SET OF TASKS:
(a) In the forum thread about grinders for £300 or less, which grinder did ImthatGuy choose?
(b) Please carry the forum thread about grinders for £300 or less on past its last post.

# Budget of £300 tops.



## nicholasj (Nov 11, 2013)

So the Eureka Mignon mk2 fits my budget, even though it's looks aren't much along side a nice Sylvia. It get quite good reviews on here. I would like a new machine as it is easier for a few reasons, shipping especially.

if you had my budget and were to buy new what would your choice be?

Cheers


----------



## StuartS (Jan 2, 2015)

The Mignon is a good choice. I have one in black and it looks nice next to any machine. Good partner for a Silvia imo.


----------



## risky (May 11, 2015)

You're really limiting yourself by buying new. With that sort of budget you'd get so much more for your money second hand. Plenty of sellers would be willing to ship. Grinders are solid things and the only thing likely to break is the hopper you probably won't ever use.


----------



## ImthatGuy (Dec 4, 2015)

nicholasj said:


> So the Eureka Mignon mk2 fits my budget, even though it's looks aren't much along side a nice Sylvia. It get quite good reviews on here. I would like a new machine as it is easier for a few reasons, shipping especially.
> 
> if you had my budget and were to buy new what would your choice be?
> 
> Cheers


My choice was a Sage Smart Grinder Pro (also a Silvia owner) - best combination of qulaity and features for my (£200) budget, and I'm very pleased wth it indeed. The caveat would be that I have no view of its long term reliability.

On the used v new issue, I think the critical question is whether you think you can get a grinder good oenough for your purposes new; if you do, new is the way to go (warranty, availability of parts etc). If you're of the view that you have to go much higher in price to get a really good grinder, then used is the way to go.

The Eureka's very nice and has the benefits of being a very simple, robust design (a bit like the Silvia) - likely to last a very long time. It gets really good reviews too.


----------



## paul whu (Sep 25, 2014)

I would rethink. £300 gets you a lot of preloved grinder in comparison.


----------



## Jumbo Ratty (Jan 12, 2015)

risky said:


> Grinders are solid things and the only thing likely to break is the hopper you probably won't ever use.


If i remember correctly someone bought a rocky grinder off someone on here and the casing got broke in transit recently.

Was sent at buyers risk.

http://coffeeforums.co.uk/showthread.php?28233-Rancilio-Rocky-Casing&highlight=rocky

If buying new you are safe in theknoledge that if it gets lost or broken in transit you will be sent a replacement


----------



## froggystyle (Oct 30, 2013)

And lots of other things do get sent and arrive safe and sound.


----------



## Rapha (Aug 6, 2013)

nicholasj said:


> So the Eureka Mignon mk2 fits my budget, even though it's looks aren't much along side a nice Sylvia. It get quite good reviews on here. I would like a new machine as it is easier for a few reasons, shipping especially.if you had my budget and were to buy new what would your choice be?Cheers


Beauty is in the eye of the beholder. In my opinion the Eureka is nice looking grinder (it must be as the Mrs has given the go ahead to get one, when I have the funds)I have seen one being used (albeit light use) for decaf in a local coffee house/bar (Elephant Coffee, Parkgate)

DATA:
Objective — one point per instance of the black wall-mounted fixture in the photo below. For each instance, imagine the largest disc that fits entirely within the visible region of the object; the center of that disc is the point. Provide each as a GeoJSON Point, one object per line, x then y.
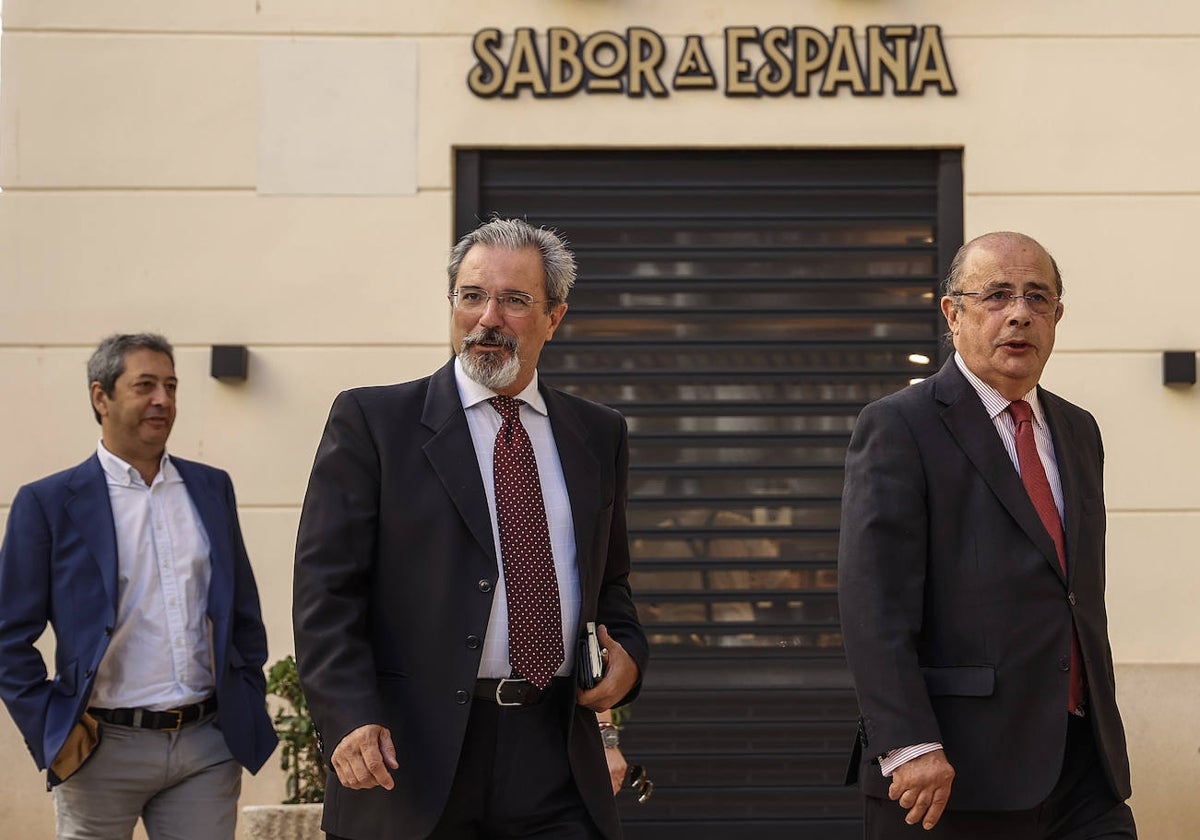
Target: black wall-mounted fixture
{"type": "Point", "coordinates": [1179, 367]}
{"type": "Point", "coordinates": [229, 363]}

WRITTEN RESPONSES:
(a) A Sage Smart Grinder Pro.

(b)
----------



## risky (May 11, 2015)

Jumbo Ratty said:


> If i remember correctly someone bought a rocky grinder off someone on here and the casing got broke in transit recently.
> 
> Was sent at buyers risk.
> 
> ...


If you buy a domestic grinder with a plastic body obviously the risk is massive, but £300 second hand easily gets you a commercial grinder with a metal body.


----------



## Mrboots2u (May 10, 2013)

Pack and box . Then pack and box again like Russian dolls . Bubble wrap and crap is your friend . As said if packed well then it's hoppers or Dosers

They are fragile , but if packed well then it takes some breaking


----------



## Jumbo Ratty (Jan 12, 2015)

froggystyle said:


> And lots of other things do get sent and arrive safe and sound.


Yes, but all sent at buyers risk



risky said:


> If you buy a domestic grinder with a plastic body obviously the risk is massive, but £300 second hand easily gets you a commercial grinder with a metal body.


I did think the body on a rancilio rocky is metal.

This Stainless steel version has a stainless steel back panel and base with a heavy-duty black case aluminum frame

if you are saying its plastic then I have learnt something.

so why don't the sellers take the responsibility then when they are sending the commercial grinders in the post?

They are almost exclusively sent at buyers risk on here.

Whereas on ebay they are all sent at sellers risk.

Please dont think Im having a go at the selling and buying on this forum. It works well.

But if i did buy something from here it would be collection only because of this.


----------



## hotmetal (Oct 31, 2013)

I've bought and sold collection only ever since the mini I bought disappeared for over a week. It did arrive ok (well packed) in the end but I had a few days of sitting in waiting, and a few trips to the depot (useless) and began to think I'd lost £240 or whatever it was. My next sale/purchase in the event of a grinder upgrade will be a handover of some sort.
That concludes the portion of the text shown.